- What you should do -
Copy out verbatim the part of the records that opens with the line containing "of the white" and runs through the end of the records, including both ends.

- Provided records -
--------------------------------

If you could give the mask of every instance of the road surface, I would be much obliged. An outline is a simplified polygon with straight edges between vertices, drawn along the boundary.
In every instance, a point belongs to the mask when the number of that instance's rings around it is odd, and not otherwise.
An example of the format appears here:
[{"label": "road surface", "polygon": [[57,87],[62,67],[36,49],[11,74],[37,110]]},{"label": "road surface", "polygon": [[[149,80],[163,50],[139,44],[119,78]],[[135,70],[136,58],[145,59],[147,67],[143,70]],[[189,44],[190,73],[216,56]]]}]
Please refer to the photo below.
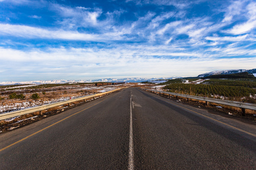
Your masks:
[{"label": "road surface", "polygon": [[0,135],[0,169],[255,169],[255,124],[130,88]]}]

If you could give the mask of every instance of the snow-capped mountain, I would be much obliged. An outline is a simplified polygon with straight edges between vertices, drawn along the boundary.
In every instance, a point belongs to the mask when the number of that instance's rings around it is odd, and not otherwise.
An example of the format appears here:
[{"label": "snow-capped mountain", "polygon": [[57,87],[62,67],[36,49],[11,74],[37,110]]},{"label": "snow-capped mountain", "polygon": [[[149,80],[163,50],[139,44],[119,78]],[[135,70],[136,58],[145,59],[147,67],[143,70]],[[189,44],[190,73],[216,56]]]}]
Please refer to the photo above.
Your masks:
[{"label": "snow-capped mountain", "polygon": [[152,81],[159,79],[172,79],[180,77],[171,78],[123,78],[123,79],[113,79],[106,78],[96,80],[36,80],[28,82],[0,82],[1,85],[13,85],[13,84],[62,84],[62,83],[93,83],[93,82],[126,82],[126,83],[136,83],[146,81]]},{"label": "snow-capped mountain", "polygon": [[207,76],[212,75],[218,75],[218,74],[236,74],[243,72],[248,72],[250,74],[253,74],[254,75],[256,74],[256,69],[251,70],[245,70],[245,69],[239,69],[239,70],[228,70],[223,71],[214,71],[204,74],[199,75],[199,77],[205,77]]}]

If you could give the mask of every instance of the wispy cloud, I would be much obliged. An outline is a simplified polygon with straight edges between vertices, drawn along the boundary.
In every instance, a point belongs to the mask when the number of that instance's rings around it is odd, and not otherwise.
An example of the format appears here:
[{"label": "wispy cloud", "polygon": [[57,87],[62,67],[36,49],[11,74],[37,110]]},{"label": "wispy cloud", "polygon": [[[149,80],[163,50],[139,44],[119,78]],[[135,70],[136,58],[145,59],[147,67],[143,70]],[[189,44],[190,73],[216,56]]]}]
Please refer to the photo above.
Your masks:
[{"label": "wispy cloud", "polygon": [[32,18],[35,18],[35,19],[40,19],[42,18],[42,16],[38,16],[36,15],[30,15],[30,16],[29,16],[29,17]]},{"label": "wispy cloud", "polygon": [[247,19],[247,21],[241,24],[237,24],[231,29],[224,31],[224,32],[233,35],[241,35],[248,33],[256,28],[256,3],[251,2],[245,8],[243,8],[243,6],[245,5],[242,3],[242,1],[237,1],[232,5],[232,6],[234,8],[234,11],[232,13],[232,16],[234,14],[240,14],[242,8],[243,13],[242,16],[243,16],[245,19]]},{"label": "wispy cloud", "polygon": [[225,36],[225,37],[206,37],[205,39],[210,41],[244,41],[247,37],[247,35],[243,36],[239,36],[236,37]]},{"label": "wispy cloud", "polygon": [[122,33],[108,33],[102,35],[67,31],[61,29],[47,29],[20,25],[0,24],[0,35],[27,39],[60,39],[89,41],[105,41],[122,39]]}]

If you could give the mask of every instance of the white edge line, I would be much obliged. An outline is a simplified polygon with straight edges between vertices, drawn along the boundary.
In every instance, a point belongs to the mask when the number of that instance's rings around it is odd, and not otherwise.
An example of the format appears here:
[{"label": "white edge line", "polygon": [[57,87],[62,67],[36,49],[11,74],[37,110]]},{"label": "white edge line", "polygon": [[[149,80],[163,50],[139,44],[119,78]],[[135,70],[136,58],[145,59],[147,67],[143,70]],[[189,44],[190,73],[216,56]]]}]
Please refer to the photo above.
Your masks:
[{"label": "white edge line", "polygon": [[131,95],[130,99],[130,136],[129,136],[129,156],[128,169],[134,169],[133,132],[133,113],[131,112]]}]

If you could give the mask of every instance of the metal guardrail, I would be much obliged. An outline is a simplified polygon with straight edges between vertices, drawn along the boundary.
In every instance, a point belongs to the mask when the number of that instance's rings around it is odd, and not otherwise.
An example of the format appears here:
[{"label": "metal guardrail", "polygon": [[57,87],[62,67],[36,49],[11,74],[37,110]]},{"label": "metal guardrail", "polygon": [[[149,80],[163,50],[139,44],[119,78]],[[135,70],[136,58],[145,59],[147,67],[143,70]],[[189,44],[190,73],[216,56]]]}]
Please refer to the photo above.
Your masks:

--------------------------------

- Response to the task -
If you could give the mask of every instance of the white edge line, I would be much obliged. An outline is a simplified polygon with straight edges between vertices, drawn along the boundary.
In every instance, a point belongs to the mask when the number of that instance's rings around it is odd, and not otherwise.
An example of the format appears here:
[{"label": "white edge line", "polygon": [[57,87],[62,67],[36,49],[11,74],[37,110]]},{"label": "white edge line", "polygon": [[[149,80],[163,50],[139,44],[119,78]],[[135,70],[136,58],[145,59],[147,67],[143,70]],[[189,44],[190,73],[216,56]]]}]
Please refer to the photo above.
Your masks:
[{"label": "white edge line", "polygon": [[131,95],[130,99],[130,136],[129,136],[129,156],[128,169],[134,169],[133,132],[133,113],[131,112]]}]

If you could give the mask of every instance of the metal guardrail, I would be much obliged. An outline is a simplified polygon with straight edges between vertices, drawn along the boundary.
In every instance, a point belongs to the mask when the number of that instance's rings around it is odd, and not otherwise.
An example of the format appears here:
[{"label": "metal guardrail", "polygon": [[57,87],[62,67],[36,49],[11,74],[37,110]]},{"label": "metal guardrail", "polygon": [[[149,80],[163,50],[139,44],[119,78]],[[135,70],[136,58],[145,59],[147,67],[143,70]],[[189,44],[190,73],[216,56]]]}]
Please refer to the photo above.
Your masks:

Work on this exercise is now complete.